* **Provided text**:
Question

I have doubt..., I'm totally sure that Partial Derivate respect x (and with the other variables but don't change the result, obviously just the variable in the numerator)
f(x, y, z) = Log(Sqrt(4 - x² - y² - z²)) is
x / Sqrt(4 - x² - y² - z²)
I calculated in Wolfram Mathematica program and the result was: -x / (4 - x² - y² - z²)
Am I wrong?...

Answer 1

i think you are off by a minus sign

Answer 2

the derivative of \(-x^2\) is \(-2x\)

Answer 3

and of course
\[\log(\sqrt{\xi})=\frac{1}{2}\log(\xi)\]

Answer 4

I've calculated it of this way:
∂f/∂x = \[1/ \sqrt{4 - x² - y² - z²} * (-2x) * (-1/2)(4 - x² - y² -z²)^{-3/2}) = (-2x) * -1/2(4 - x² - y² -z²)^{3/2} * 1/ \sqrt{4 - x² - y² - z²}\]

Answer 5

you lost me,
pull the one half out front, it will certainly be easier

Answer 6

It shows an incomplete eq ... -.-
We have the minus of internal derivative of -x² " - 2x "
and the minus sign of 1/2 (by deriving the root in the denominator) right?

Answer 7

There's no way for that result, and multiplying the root of the Log derivative with the term ^ 3/2 that's equals to \[\sqrt{4 - x² - y² z²}\]

Answer 8

(same base, plus exponents 1/2 + 3/2 = 2)
... Really I will have
x / (4 - x² - y² - z²) ² right?
Sorry, the first result was incorrect, there's not a root (1/2 in the exponent of denominator, just 2...)
Have I something wrong? ... :(

* **Job a**:
Update the listing, beginning at the line that has "of the recessed" and continuing through the end of the listing. Replace "recessed ceiling light" with "pendant light" and leave everything else unchanged.

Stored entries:

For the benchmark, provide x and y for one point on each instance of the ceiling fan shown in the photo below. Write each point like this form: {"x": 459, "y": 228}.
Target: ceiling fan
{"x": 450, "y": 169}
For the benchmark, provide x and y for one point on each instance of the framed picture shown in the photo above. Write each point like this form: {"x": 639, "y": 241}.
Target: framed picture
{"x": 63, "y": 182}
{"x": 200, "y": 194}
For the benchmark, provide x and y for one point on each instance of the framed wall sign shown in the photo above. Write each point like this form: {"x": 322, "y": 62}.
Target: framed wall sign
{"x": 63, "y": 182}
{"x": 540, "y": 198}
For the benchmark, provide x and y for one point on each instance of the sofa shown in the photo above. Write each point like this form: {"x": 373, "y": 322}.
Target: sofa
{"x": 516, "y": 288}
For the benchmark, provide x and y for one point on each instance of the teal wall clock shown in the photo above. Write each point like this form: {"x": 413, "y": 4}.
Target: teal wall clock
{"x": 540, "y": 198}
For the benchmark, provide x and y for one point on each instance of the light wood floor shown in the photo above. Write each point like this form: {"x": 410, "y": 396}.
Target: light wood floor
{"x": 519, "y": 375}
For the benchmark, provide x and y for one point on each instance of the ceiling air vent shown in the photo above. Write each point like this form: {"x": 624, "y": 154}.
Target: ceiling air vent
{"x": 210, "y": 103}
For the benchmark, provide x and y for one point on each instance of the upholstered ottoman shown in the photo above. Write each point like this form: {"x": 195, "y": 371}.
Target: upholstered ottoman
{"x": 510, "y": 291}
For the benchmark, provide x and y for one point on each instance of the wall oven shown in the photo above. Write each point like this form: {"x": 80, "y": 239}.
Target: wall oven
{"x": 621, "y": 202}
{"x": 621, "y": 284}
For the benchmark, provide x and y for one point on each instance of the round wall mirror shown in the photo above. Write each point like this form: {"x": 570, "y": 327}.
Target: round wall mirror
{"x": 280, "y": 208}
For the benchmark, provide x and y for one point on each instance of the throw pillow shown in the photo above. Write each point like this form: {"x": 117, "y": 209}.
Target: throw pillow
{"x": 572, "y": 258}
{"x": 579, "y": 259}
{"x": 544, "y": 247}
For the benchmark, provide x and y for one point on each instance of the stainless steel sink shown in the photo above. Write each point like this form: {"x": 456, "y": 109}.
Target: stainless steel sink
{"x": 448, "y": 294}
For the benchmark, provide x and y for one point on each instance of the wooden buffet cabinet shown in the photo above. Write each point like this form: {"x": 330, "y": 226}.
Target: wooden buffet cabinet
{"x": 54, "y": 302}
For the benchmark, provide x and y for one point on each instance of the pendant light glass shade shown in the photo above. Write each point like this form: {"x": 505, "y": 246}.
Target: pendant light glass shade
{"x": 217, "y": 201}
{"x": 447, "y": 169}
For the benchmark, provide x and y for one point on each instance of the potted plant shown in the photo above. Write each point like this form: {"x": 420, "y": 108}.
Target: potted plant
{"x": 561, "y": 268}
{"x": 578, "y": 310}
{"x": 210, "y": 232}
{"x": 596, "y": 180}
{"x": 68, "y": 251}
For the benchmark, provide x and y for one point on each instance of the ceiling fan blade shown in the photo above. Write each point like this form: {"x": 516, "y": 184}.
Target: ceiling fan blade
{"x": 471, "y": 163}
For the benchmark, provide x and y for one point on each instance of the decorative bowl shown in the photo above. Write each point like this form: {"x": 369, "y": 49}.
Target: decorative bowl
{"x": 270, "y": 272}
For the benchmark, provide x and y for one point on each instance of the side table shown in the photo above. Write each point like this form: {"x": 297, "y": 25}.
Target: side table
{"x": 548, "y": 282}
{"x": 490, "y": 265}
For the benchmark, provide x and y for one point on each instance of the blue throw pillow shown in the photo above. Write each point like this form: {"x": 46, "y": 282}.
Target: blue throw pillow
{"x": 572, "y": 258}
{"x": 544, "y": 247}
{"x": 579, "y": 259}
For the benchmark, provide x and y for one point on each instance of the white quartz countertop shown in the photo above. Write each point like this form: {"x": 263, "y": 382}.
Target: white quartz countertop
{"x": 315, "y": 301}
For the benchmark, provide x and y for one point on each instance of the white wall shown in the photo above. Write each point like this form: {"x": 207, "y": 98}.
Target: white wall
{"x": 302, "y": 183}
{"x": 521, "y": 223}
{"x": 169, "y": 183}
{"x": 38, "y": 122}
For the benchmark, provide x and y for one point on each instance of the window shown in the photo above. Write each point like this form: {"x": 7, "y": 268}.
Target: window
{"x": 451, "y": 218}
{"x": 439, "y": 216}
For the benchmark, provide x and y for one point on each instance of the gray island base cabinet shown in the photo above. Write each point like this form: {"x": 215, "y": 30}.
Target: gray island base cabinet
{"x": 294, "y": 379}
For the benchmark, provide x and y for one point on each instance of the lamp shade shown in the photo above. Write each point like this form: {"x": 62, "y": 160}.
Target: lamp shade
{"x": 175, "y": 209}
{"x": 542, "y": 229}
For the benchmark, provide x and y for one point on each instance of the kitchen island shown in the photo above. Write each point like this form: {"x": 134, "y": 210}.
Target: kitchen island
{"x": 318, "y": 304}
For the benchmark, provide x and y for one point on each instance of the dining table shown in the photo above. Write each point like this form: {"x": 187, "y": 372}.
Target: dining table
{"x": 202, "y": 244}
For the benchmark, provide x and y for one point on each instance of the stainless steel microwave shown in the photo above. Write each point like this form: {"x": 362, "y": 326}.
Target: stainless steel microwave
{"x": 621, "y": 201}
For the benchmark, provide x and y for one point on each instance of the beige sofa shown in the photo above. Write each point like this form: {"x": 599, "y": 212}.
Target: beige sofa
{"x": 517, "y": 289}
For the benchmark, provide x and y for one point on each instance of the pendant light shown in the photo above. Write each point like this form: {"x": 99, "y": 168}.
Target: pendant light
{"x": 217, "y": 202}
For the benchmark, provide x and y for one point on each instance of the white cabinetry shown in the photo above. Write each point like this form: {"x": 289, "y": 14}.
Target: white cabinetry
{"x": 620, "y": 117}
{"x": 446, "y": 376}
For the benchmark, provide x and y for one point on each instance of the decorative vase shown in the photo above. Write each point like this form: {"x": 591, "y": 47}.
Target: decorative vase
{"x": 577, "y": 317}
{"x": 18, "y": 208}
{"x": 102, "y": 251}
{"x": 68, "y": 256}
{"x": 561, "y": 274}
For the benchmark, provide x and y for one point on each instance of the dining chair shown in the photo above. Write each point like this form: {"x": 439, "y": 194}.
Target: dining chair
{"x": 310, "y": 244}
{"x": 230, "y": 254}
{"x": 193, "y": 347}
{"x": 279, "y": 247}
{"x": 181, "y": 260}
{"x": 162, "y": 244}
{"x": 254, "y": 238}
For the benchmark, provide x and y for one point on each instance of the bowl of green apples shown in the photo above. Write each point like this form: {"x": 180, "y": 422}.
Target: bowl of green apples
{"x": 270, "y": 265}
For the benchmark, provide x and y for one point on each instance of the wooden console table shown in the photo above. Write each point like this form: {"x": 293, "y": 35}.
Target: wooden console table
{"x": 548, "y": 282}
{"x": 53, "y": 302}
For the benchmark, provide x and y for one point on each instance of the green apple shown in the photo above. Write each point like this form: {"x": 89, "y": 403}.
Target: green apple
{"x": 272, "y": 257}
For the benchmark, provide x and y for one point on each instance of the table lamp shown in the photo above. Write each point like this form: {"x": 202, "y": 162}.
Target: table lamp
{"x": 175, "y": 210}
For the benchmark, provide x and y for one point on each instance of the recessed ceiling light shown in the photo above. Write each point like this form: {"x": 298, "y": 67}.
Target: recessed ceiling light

* **Job b**:
In the partial derivative thread, which program did the asker use to calculate the result?

* **Exercise answer a**:
For the benchmark, provide x and y for one point on each instance of the pendant light shown in the photo above. Write each point like this form: {"x": 298, "y": 67}.
Target: pendant light

* **Exercise answer b**:
Wolfram Mathematica